* Problem set
[1] In the text on the media's role in American politics, in what year was the 1st Amendment made to the Bill of Rights?
[2] List every part of the media's role in politics that the text on the media's role in American politics quotes from the UN News Center.

* Document excerpt
Role of the Media in American Politics
Role of the Media in American Politics
A free and open media is essential to a functioning democracy. Its role in politics is to “encourage democratization, strengthen the rule of law and promote institution building” (UN News Center). In order for a democracy to work properly, citizens need to be informed on the issues at hand, in a fair and unbiased manner, so they can make sound decisions as to which candidates to vote for. The role of the media in democracy has been realized since the institute’s earliest inception.
In 1791 the 1st Amendment was made to the Bill of Rights, and it stated that “Congress shall make no law respecting an establishment of religion, or prohibiting the free exercise thereof; or abridging the freedom of speech, or the press; or the right of the people to peaceably to assemble, and to petition the government for a redress of grievances” (PBS). If free press becomes compromised, such as being taken over and run by biased private corporations, then a country’s democracy is at risk, and it can lead to the country becoming a fascist state. In America, the media plays a decisive role in politics and in determining which agendas are successful and which are not and whether or not it has been compromised by private interest continues to be debated.

* Collected data
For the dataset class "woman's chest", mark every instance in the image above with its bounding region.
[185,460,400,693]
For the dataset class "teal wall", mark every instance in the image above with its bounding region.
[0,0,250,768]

* Outputs
[1] 1791

[2]
- Encourage democratization
- Strengthen the rule of law
- Promote institution building